> _Exercise directions_
Retype the tail of the data exactly, starting at the line containing "Drop one point on every instance of the thin" and stopping at the last line.

> _Dataset rows_
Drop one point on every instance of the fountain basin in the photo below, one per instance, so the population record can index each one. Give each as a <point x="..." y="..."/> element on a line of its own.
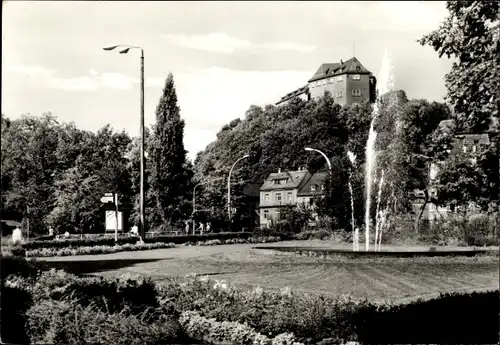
<point x="429" y="252"/>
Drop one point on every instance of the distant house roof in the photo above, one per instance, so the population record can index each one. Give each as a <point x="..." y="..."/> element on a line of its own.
<point x="12" y="223"/>
<point x="330" y="69"/>
<point x="293" y="94"/>
<point x="317" y="179"/>
<point x="295" y="178"/>
<point x="252" y="189"/>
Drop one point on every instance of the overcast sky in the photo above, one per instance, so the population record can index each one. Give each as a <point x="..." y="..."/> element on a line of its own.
<point x="225" y="56"/>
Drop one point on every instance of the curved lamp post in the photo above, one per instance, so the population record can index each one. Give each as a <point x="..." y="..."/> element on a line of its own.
<point x="320" y="152"/>
<point x="229" y="186"/>
<point x="125" y="50"/>
<point x="194" y="196"/>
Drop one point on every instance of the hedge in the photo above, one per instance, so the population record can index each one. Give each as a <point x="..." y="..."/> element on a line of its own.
<point x="312" y="319"/>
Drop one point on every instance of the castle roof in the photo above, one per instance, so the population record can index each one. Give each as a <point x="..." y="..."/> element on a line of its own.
<point x="330" y="69"/>
<point x="317" y="179"/>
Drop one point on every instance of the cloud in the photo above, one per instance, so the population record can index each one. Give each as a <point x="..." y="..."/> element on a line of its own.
<point x="221" y="43"/>
<point x="93" y="81"/>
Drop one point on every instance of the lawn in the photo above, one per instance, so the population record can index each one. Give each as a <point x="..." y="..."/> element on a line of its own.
<point x="376" y="279"/>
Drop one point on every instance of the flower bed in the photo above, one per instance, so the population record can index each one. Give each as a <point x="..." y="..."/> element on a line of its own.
<point x="110" y="240"/>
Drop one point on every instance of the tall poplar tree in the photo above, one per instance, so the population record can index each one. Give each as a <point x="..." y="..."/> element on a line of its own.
<point x="170" y="176"/>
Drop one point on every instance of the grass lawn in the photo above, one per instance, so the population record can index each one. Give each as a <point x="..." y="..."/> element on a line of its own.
<point x="395" y="279"/>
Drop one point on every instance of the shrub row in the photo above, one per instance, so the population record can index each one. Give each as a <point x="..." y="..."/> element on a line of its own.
<point x="48" y="252"/>
<point x="109" y="240"/>
<point x="452" y="318"/>
<point x="214" y="332"/>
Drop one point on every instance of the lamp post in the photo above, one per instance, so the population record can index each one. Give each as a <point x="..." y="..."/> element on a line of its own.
<point x="125" y="50"/>
<point x="194" y="196"/>
<point x="229" y="186"/>
<point x="320" y="152"/>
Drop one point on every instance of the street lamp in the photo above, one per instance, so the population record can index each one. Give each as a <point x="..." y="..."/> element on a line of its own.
<point x="125" y="50"/>
<point x="327" y="160"/>
<point x="229" y="186"/>
<point x="194" y="195"/>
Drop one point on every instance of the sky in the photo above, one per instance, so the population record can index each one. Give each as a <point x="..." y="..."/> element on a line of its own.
<point x="225" y="56"/>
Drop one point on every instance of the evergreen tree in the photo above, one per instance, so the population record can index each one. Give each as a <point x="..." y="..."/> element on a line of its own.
<point x="170" y="175"/>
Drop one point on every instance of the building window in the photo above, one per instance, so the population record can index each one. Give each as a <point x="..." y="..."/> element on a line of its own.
<point x="266" y="214"/>
<point x="277" y="197"/>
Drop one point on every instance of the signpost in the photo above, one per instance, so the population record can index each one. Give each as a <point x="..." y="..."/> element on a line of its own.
<point x="112" y="198"/>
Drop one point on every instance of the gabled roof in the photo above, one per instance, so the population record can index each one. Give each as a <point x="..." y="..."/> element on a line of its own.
<point x="330" y="69"/>
<point x="295" y="178"/>
<point x="317" y="179"/>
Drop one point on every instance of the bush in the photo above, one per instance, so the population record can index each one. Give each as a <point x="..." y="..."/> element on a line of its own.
<point x="452" y="318"/>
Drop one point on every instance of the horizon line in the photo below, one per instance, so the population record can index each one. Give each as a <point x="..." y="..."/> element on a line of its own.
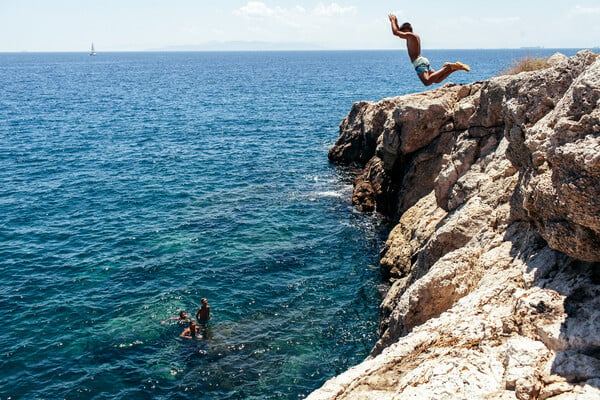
<point x="286" y="50"/>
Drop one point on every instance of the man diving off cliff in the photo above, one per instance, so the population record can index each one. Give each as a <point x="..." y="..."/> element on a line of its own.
<point x="421" y="64"/>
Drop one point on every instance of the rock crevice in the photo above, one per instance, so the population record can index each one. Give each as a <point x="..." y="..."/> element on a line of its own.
<point x="494" y="259"/>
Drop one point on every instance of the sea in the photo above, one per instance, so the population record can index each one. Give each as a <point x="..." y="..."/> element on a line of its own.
<point x="132" y="185"/>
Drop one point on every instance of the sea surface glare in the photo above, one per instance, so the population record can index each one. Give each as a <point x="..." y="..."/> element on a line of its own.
<point x="134" y="184"/>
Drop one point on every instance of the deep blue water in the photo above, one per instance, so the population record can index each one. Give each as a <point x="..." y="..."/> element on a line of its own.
<point x="134" y="184"/>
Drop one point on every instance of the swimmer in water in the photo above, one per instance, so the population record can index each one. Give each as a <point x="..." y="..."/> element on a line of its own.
<point x="182" y="318"/>
<point x="203" y="313"/>
<point x="191" y="332"/>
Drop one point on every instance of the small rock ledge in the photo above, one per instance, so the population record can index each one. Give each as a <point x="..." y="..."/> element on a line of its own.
<point x="494" y="260"/>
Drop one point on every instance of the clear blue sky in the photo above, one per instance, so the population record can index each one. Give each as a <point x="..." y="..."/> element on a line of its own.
<point x="123" y="25"/>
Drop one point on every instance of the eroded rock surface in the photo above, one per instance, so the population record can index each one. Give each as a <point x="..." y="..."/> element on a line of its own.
<point x="494" y="261"/>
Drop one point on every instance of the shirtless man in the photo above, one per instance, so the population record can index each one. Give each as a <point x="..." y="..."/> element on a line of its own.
<point x="413" y="44"/>
<point x="203" y="313"/>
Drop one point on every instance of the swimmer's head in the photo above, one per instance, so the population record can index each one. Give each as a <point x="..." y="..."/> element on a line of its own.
<point x="406" y="27"/>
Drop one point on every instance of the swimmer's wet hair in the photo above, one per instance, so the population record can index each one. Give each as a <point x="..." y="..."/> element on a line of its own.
<point x="406" y="27"/>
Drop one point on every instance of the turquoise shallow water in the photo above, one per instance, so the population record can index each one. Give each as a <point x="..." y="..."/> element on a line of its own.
<point x="134" y="184"/>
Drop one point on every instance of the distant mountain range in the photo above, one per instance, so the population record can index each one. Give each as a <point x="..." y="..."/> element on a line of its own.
<point x="242" y="46"/>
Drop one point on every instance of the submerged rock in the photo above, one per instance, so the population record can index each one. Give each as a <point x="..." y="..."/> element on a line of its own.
<point x="494" y="261"/>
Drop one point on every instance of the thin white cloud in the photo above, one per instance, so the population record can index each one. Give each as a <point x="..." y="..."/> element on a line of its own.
<point x="259" y="9"/>
<point x="333" y="9"/>
<point x="501" y="20"/>
<point x="255" y="9"/>
<point x="578" y="10"/>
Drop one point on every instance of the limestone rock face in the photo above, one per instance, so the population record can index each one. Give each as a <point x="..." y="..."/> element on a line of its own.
<point x="494" y="259"/>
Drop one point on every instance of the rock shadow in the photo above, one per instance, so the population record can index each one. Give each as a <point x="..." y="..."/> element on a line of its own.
<point x="561" y="308"/>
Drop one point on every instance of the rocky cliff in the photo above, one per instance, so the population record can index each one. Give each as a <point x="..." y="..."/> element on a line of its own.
<point x="494" y="260"/>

> _Task output_
Drop one point on every instance of the thin white cloud in the photo above, one per instance, so the population record can index each one. Give each as a <point x="..." y="..."/> element on a line of its own.
<point x="259" y="9"/>
<point x="333" y="9"/>
<point x="501" y="20"/>
<point x="255" y="9"/>
<point x="578" y="10"/>
Drop one point on every instance of the limestone rock face in the photo above, one per instance, so the population record can index each one. Give each as a <point x="..." y="..."/> element on a line of its own.
<point x="494" y="259"/>
Drop one point on every instance of the rock shadow in the photo above, one per instance, so the population record can index each one. Give each as a <point x="..." y="..."/> element on a line of its own.
<point x="561" y="308"/>
Drop one point on every instance of the rocky cliff in the photo above, one per instance, so the population record can index each one. Give each as a <point x="..." y="..."/> element on a line of its own.
<point x="494" y="260"/>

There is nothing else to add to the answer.